→ GIVEN INSTRUCTION
Extract every row below verbatim, and leave the pictures out of your answer.

→ ITEMS
════════════════
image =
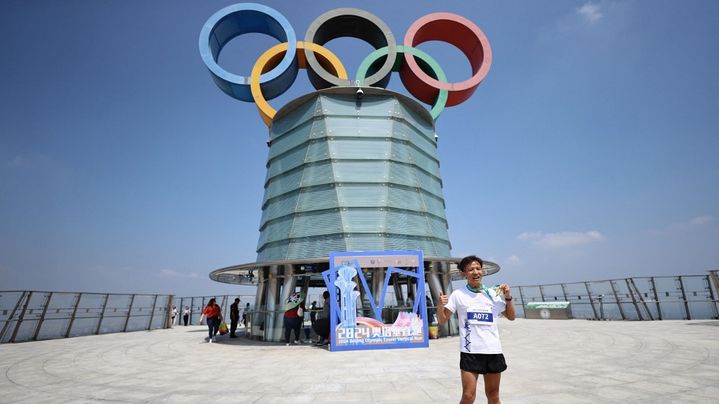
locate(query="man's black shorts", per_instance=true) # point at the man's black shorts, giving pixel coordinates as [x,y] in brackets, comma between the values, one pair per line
[482,363]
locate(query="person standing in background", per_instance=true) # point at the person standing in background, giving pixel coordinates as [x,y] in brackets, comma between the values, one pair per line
[234,317]
[245,312]
[213,313]
[186,315]
[173,315]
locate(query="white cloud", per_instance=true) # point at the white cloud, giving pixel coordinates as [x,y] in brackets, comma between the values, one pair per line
[681,227]
[590,12]
[513,259]
[561,239]
[171,273]
[701,220]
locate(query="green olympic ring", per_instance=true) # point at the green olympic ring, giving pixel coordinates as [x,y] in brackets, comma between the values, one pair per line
[374,60]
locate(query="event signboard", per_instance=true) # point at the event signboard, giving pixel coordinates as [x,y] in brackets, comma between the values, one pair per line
[353,327]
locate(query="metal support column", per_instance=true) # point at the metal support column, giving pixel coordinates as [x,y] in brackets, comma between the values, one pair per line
[656,297]
[591,300]
[21,317]
[521,298]
[684,298]
[152,313]
[634,300]
[616,299]
[289,282]
[102,314]
[564,292]
[398,294]
[42,317]
[713,278]
[271,304]
[72,316]
[12,314]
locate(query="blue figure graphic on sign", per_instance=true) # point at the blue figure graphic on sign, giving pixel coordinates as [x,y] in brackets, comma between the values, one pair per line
[348,296]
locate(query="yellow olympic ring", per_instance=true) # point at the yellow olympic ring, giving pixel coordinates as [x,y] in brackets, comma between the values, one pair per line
[272,58]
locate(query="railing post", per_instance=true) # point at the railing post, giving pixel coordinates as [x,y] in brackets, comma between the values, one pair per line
[102,314]
[42,317]
[152,314]
[656,297]
[521,298]
[12,314]
[684,297]
[630,283]
[591,299]
[192,307]
[21,317]
[170,302]
[616,299]
[129,313]
[714,280]
[72,316]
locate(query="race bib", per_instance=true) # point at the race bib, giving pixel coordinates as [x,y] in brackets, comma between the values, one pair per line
[481,315]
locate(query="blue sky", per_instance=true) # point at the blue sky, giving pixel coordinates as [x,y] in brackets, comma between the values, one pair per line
[589,152]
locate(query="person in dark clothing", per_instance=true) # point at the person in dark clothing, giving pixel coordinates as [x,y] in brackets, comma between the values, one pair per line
[234,317]
[313,313]
[322,324]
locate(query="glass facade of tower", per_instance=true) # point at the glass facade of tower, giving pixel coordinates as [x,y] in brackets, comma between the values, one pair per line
[352,174]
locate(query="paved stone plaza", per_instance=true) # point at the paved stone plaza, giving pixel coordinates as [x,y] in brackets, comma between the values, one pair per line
[550,361]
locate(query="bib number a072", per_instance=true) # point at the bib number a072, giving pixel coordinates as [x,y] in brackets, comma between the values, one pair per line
[477,316]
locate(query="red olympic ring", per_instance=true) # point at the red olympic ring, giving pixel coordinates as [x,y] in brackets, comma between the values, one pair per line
[458,31]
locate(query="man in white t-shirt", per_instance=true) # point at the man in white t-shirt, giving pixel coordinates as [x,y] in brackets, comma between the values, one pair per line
[478,309]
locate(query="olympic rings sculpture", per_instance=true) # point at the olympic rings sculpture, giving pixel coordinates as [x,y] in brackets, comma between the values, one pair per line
[276,70]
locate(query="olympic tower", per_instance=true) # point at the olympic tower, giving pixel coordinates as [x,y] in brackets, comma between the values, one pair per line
[351,166]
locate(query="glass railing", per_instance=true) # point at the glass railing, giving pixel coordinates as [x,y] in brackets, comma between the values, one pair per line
[40,315]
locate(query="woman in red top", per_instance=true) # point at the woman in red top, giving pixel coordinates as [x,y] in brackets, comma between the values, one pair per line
[213,313]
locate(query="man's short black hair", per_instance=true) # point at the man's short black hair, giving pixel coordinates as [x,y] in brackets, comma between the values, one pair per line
[468,260]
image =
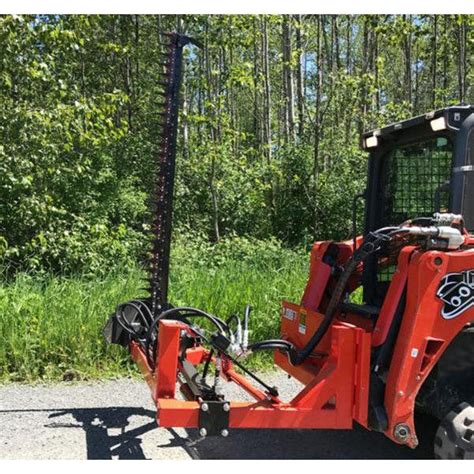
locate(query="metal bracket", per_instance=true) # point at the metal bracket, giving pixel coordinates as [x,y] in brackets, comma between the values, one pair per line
[214,418]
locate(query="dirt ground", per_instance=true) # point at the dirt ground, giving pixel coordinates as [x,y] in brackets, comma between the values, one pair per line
[115,420]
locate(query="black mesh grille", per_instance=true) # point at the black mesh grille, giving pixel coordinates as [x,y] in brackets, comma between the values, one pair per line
[416,181]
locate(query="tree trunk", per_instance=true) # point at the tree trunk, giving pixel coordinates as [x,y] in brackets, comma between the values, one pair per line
[288,81]
[299,78]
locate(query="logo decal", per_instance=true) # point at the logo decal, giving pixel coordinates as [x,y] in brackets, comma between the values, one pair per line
[457,293]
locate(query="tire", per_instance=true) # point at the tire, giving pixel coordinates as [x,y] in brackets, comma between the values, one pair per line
[455,436]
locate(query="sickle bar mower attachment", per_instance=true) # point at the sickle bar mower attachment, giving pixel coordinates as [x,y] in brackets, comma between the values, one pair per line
[357,362]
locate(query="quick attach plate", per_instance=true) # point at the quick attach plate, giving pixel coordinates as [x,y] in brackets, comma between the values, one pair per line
[215,418]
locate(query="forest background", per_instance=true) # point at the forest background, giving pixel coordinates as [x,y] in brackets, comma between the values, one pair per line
[268,159]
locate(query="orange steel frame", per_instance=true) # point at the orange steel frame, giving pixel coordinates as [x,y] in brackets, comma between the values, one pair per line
[336,377]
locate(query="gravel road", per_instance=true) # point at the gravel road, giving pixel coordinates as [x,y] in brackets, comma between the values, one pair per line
[115,420]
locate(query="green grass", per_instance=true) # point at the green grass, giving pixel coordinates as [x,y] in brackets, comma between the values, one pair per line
[51,327]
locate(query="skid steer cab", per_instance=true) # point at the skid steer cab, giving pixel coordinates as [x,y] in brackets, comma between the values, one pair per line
[384,327]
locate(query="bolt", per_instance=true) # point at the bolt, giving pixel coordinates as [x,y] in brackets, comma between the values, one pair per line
[401,431]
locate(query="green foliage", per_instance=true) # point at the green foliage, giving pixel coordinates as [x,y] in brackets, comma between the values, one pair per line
[78,126]
[52,327]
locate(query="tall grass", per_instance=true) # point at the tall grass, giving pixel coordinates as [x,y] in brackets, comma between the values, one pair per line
[51,327]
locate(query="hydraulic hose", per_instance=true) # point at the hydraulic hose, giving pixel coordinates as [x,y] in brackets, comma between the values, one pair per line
[370,245]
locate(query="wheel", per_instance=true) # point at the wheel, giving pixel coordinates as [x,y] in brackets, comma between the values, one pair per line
[455,436]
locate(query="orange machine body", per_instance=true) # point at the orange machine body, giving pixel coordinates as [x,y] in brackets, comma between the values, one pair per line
[336,376]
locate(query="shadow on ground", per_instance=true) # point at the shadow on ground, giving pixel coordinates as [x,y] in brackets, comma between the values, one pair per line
[107,437]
════════════════
→ EXERCISE OUTPUT
image =
locate(query="man's black shorts", per_instance=true) # point at the man's black shorts, giving pixel coordinates as [x,y] in brackets, comma between the values, one pair per line
[482,363]
locate(query="person standing in background", per_instance=true) # point at the person standing in background, giving pixel coordinates as [x,y] in brackets, comma between the values, one pair per line
[234,317]
[245,312]
[213,313]
[186,315]
[173,315]
locate(query="white cloud", per_instance=true) # point at the white cloud, giving pixel coordinates as [x,y] in brackets, comma between the values, one pair per line
[681,227]
[590,12]
[513,259]
[561,239]
[171,273]
[701,220]
locate(query="green olympic ring", per_instance=true) # point at the green olympic ring, giving pixel coordinates as [x,y] in brackets, comma between the values, one pair per line
[374,60]
locate(query="event signboard", per_instance=true) # point at the event signboard, giving pixel coordinates as [x,y] in brackets, comma between the values, one pair per line
[353,327]
locate(query="metal support column", per_instance=true) # point at the metal support column, giving pixel coordinates as [x,y] in brackets, comma between the values, one pair per line
[656,297]
[591,300]
[21,317]
[521,298]
[684,298]
[152,313]
[634,300]
[616,299]
[289,282]
[102,314]
[564,292]
[398,294]
[42,317]
[713,278]
[271,304]
[72,316]
[12,314]
locate(query="blue figure graphic on sign", per_instance=true) # point at the blue figure graphic on sign, giving pixel coordinates as [x,y] in brackets, comma between the values, one pair per line
[348,296]
locate(query="yellow olympic ring", per_instance=true) # point at the yellow olympic ring, giving pixel coordinates as [x,y] in brackets, comma between the values, one pair per line
[272,58]
locate(query="railing post", per_instance=true) # point at the railing post, giving pixel coordinates as [x,y] in brackets, comma between the values, one pair per line
[102,314]
[42,317]
[152,314]
[656,297]
[521,298]
[12,314]
[684,297]
[630,283]
[591,299]
[192,307]
[21,317]
[170,302]
[616,299]
[129,313]
[714,280]
[72,316]
locate(query="race bib", per_instance=true) # point at the race bib, giving pixel coordinates as [x,y] in brackets, comma between the values, one pair per line
[481,315]
locate(query="blue sky", per_instance=true) # point at the blue sky, giving pixel coordinates as [x,y] in brackets, comma between the values, one pair per line
[589,152]
locate(query="person in dark clothing", per_instance=true) # point at the person in dark clothing, giving pixel coordinates as [x,y] in brackets, comma between the values, one pair per line
[234,317]
[313,313]
[322,324]
locate(query="glass facade of tower", per_instance=true) # point at the glass facade of tower, giving pixel coordinates as [x,y] in brackets, comma between the values, one pair per line
[352,174]
locate(query="paved stone plaza", per_instance=true) # point at the paved stone plaza, giving pixel coordinates as [x,y] in brackets, comma between the values, one pair per line
[550,361]
locate(query="bib number a072", per_instance=true) # point at the bib number a072, giving pixel coordinates as [x,y] in brackets, comma between the values, one pair per line
[477,316]
locate(query="red olympic ring", per_instance=true) # point at the red olympic ring, giving pixel coordinates as [x,y] in brackets, comma between the values, one pair per line
[458,31]
locate(query="man in white t-shirt", per_instance=true) # point at the man in white t-shirt, giving pixel coordinates as [x,y] in brackets, comma between the values, one pair per line
[478,309]
locate(query="olympic rings sculpture", per_instance=true) # point at the olympic rings sculpture, giving pixel coordinates as [x,y] in brackets, comma between the values, one pair per line
[276,70]
locate(query="olympic tower", per_instance=true) # point at the olympic tower, giving pixel coordinates as [x,y] in brackets, comma between the values, one pair per line
[351,166]
locate(query="glass railing", per_instance=true) # point at the glass railing, giving pixel coordinates as [x,y] in brackets, comma between the values, one pair per line
[40,315]
locate(query="woman in red top", per_instance=true) # point at the woman in red top, giving pixel coordinates as [x,y] in brackets, comma between the values, one pair per line
[213,313]
locate(query="man's short black hair", per_instance=true) # point at the man's short black hair, giving pixel coordinates as [x,y] in brackets, comma between the values, one pair per line
[468,260]
image =
locate(query="metal bracket", per_instance=true) # point at the metal bracket, giving pixel coordinates as [x,y] in brackets, comma between the values, one pair per line
[214,418]
locate(query="dirt ground", per_instance=true) # point at the dirt ground, giving pixel coordinates as [x,y] in brackets, comma between the values, one pair per line
[115,420]
locate(query="black mesh grille", per_instance=true) # point at the black mesh grille, giving pixel coordinates as [x,y] in brackets, comma between the values, one pair per line
[416,181]
locate(query="tree trunk", per_instance=true) # point at the tree trunk, giving pixel coordinates as [x,y] in brackets, comma between the values, one pair per line
[288,81]
[299,78]
locate(query="logo decal", per_instance=true) # point at the logo decal, giving pixel coordinates as [x,y] in brackets, comma between the values, one pair per line
[457,293]
locate(query="tire", per_instance=true) # point at the tire, giving pixel coordinates as [x,y] in brackets, comma between the values, one pair per line
[455,436]
locate(query="sickle bar mower attachment", per_instance=true) # point at the sickle bar mower attachment, giving pixel coordinates as [x,y] in brackets, comma between the values, one pair per line
[357,362]
locate(query="quick attach plate", per_instance=true) # point at the quick attach plate, giving pixel coordinates as [x,y] in brackets, comma between the values, one pair per line
[215,418]
locate(query="forest background", per_instance=true) # point at the forest background, giving pixel coordinates as [x,y] in brackets, comma between the values, one pair per line
[268,159]
locate(query="orange steel frame", per_instance=true) # point at the orange steel frame, giving pixel coordinates as [x,y] in brackets, comma between the values, one pair per line
[336,377]
locate(query="gravel road", per_instance=true) # point at the gravel road, giving pixel coordinates as [x,y] in brackets, comma between the values, one pair per line
[115,420]
locate(query="green grass", per_instance=true) # point at the green grass, giving pixel coordinates as [x,y] in brackets, comma between the values, one pair per line
[51,327]
locate(query="skid steer cab", per_instance=true) # point at the skid steer cab, giving pixel coordinates as [x,y] in brackets, comma between the values, one pair per line
[384,327]
locate(query="bolt", per_instance=true) # point at the bolt, giving pixel coordinates as [x,y] in brackets, comma between the values, one pair per line
[401,431]
locate(query="green foliage", per_instance=true) # point at the green foliage, giving pixel coordinates as [x,y] in brackets, comma between the values, one pair per line
[78,126]
[52,327]
locate(query="tall grass", per_instance=true) # point at the tall grass, giving pixel coordinates as [x,y] in brackets, comma between the values, one pair per line
[51,327]
locate(query="hydraulic hose", per_instance=true) # point at the hydraulic hose, giving pixel coordinates as [x,y] in brackets, comma between the values, one pair per line
[370,245]
locate(query="wheel", per_instance=true) # point at the wheel, giving pixel coordinates as [x,y] in brackets, comma between the values, one pair per line
[455,436]
locate(query="orange machine body", per_instance=true) # point at the orange machine body, giving pixel coordinates as [x,y] in brackets, comma between the values, one pair per line
[336,376]
locate(query="shadow on ground", per_instance=true) # point at the shadow on ground, giving pixel coordinates as [x,y] in brackets, comma between the values, one pair per line
[107,437]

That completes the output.